Our subgroup analysis also showed that patients using SU, meglitinide, TZD, DPP-4 inhibitor, or insulin all had significantly better outcomes compared with non-users. Balancing anti-diabetic medication administration and hypoglycemic risk is an important issue. In this situation, the use of DPP-4 inhibitors appears to be more reasonable and valuable. Compatible with our finding, Chan et al. indicated that DPP-4 inhibitor users in diabetic dialysis patients had a lower risk of all-cause mortality than non-users [27]. The survival benefits may be attributable to significantly fewer ischemic stroke events among DPP-4 inhibitor users due to neuroprotective effects. DPP-4 inhibitors have a greater reduction in HbA1C than in fasting blood sugar, which can lower the possible side effect of hypoglycemia and reduce blood glucose variability [28, 29]. In addition, DPP-4 inhibitors resulted in fewer weight gain side effects, more protective of pancreatic beta-cell function and volume, and better tolerability [30]. An additional benefit for dialysis patients includes reduced inter-dialytic weight accumulation [31]. We suggest that DPP-4 inhibitors are an appropriate and suitable choice for diabetic dialysis patients who are at high risk of hypoglycemia, regarding monotherapy or add-on treatment.

* * *

■ **Work to complete**
**A)** For the passage on DPP-4 inhibitors in diabetic dialysis patients, decide whether each statement agrees with it: (i) Chan et al. reported a lower risk of all-cause mortality among DPP-4 inhibitor users in diabetic dialysis patients than among non-users; (ii) DPP-4 inhibitors lower fasting blood sugar more than HbA1C; (iii) the subgroup analysis found worse outcomes for insulin users than for non-users. For each, give yes or no and quote the deciding words.
**B)** Resume the passage on DPP-4 inhibitors in diabetic dialysis patients after its final sentence.

* * *

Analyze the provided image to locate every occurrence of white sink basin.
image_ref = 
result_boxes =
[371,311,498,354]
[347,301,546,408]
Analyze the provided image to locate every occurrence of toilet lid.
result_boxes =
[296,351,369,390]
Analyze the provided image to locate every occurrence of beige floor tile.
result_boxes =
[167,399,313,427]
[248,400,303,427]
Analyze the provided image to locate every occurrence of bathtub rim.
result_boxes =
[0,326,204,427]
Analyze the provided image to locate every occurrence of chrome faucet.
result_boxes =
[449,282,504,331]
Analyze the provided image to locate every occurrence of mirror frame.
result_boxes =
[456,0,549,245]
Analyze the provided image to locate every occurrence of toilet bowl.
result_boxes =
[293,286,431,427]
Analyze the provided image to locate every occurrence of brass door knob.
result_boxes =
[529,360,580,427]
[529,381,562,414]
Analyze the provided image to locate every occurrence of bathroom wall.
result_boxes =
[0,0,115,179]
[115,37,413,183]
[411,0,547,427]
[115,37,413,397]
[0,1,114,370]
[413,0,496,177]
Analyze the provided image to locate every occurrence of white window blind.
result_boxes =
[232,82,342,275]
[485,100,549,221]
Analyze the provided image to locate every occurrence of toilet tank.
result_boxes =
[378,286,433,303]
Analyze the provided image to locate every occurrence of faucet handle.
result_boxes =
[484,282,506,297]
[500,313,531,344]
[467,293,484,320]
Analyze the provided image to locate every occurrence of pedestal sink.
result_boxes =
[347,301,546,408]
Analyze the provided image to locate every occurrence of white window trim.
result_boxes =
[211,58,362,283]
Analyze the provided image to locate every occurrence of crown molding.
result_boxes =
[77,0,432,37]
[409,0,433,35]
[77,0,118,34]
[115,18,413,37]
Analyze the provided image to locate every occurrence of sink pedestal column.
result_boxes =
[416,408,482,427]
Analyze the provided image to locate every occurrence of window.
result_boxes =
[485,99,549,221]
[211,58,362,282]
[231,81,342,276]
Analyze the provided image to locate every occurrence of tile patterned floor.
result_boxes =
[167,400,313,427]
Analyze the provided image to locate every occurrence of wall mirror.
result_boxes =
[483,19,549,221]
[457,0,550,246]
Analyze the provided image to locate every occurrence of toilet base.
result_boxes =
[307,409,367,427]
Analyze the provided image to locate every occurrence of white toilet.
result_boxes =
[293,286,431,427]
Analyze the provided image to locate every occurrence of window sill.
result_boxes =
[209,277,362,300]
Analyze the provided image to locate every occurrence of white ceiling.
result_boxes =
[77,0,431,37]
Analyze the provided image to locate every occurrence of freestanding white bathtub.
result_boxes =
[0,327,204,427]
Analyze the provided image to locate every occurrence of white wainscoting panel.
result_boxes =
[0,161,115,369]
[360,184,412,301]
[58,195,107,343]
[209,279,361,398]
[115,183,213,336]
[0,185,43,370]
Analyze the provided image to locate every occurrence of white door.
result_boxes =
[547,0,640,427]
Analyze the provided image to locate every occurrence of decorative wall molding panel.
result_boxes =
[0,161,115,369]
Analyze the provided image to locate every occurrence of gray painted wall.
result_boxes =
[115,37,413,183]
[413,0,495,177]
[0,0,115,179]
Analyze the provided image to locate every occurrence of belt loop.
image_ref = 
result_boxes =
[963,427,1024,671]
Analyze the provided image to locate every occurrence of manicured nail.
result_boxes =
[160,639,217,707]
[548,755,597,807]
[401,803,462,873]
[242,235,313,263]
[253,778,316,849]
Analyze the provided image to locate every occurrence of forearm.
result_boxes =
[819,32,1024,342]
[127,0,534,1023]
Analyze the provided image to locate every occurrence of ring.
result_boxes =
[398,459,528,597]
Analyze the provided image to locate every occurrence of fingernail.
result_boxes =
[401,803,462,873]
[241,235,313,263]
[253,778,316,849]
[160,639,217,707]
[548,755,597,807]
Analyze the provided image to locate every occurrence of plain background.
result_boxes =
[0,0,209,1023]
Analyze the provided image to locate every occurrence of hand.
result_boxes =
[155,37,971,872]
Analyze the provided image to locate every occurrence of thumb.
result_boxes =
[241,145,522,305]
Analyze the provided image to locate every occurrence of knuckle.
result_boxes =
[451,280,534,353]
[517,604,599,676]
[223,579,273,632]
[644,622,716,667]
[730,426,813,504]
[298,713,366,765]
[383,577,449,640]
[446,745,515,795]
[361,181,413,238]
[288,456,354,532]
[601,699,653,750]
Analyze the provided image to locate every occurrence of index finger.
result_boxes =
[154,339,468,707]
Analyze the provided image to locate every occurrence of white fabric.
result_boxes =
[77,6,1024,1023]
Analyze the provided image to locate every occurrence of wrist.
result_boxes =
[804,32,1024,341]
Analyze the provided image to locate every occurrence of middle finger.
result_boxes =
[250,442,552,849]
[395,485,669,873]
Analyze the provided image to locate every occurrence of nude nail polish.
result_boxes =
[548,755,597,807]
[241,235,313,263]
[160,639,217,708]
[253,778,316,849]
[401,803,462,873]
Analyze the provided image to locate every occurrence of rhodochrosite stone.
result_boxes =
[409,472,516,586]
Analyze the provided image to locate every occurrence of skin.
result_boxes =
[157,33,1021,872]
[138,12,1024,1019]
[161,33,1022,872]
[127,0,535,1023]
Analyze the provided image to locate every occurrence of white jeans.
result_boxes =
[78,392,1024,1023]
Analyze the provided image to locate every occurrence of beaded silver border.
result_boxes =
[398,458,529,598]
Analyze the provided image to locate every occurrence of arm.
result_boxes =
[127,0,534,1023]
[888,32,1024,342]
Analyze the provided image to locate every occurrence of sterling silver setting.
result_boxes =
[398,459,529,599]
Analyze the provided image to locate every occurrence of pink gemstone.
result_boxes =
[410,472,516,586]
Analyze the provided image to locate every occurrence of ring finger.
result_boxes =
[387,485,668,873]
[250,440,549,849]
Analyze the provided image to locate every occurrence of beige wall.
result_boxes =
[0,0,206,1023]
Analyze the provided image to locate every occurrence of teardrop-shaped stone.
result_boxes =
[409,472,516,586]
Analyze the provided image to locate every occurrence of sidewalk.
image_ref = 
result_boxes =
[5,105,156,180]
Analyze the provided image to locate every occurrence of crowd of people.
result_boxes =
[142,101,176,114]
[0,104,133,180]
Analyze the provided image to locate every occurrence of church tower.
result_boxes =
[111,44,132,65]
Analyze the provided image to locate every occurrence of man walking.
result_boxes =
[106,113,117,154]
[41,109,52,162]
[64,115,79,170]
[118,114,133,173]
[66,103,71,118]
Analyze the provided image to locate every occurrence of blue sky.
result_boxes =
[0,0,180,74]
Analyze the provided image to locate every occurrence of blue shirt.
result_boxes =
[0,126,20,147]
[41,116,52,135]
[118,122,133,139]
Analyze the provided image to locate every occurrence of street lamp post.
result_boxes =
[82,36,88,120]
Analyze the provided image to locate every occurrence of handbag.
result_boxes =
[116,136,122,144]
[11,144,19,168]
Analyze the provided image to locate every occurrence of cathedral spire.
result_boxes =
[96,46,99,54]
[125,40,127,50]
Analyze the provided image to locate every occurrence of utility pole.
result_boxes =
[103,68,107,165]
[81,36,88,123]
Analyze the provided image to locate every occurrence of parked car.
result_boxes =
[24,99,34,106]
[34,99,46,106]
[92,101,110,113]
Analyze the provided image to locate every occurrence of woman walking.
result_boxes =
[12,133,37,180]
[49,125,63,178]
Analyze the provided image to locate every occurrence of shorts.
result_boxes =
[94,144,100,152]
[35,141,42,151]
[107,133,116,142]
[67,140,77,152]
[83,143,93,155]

* * *

■ **Outputs by task**
**A)**
(i) Yes: "Chan et al. indicated that DPP-4 inhibitor users in diabetic dialysis patients had a lower risk of all-cause mortality than non-users"
(ii) No: "DPP-4 inhibitors have a greater reduction in HbA1C than in fasting blood sugar"
(iii) No: "patients using SU, meglitinide, TZD, DPP-4 inhibitor, or insulin all had significantly better outcomes compared with non-users"

**B)**
According to a previous report [32], the prevalence of new-onset diabetes after dialysis was around 12.7 % within a ten-year follow-up period; the incidence was significantly associated with female sex, age, and baseline comorbidity. The 5-year incidence in our study was 14.6 %. We further analyzed the relationship between different anti-diabetic medication use in patients with new-onset diabetes after dialysis and mortality, with the results indicating that initial treatment with insulin or other OHAs did not affect the outcome. Stratification analysis revealed that OHA users had a better survival rate than insulin users only in the old and male subgroups. These groups are traditionally susceptible to cardiovascular disease and cerebrovascular disease [33]. Some studies showed OHA has a better protection effect than insulin use [34, 35]. Another possible explanation is that patients who started on insulin injection treatment usually had poor blood sugar control, implying an increased susceptibility to large vessel complications [36]. Our results are worthy of further larger randomized trials to verify their significance.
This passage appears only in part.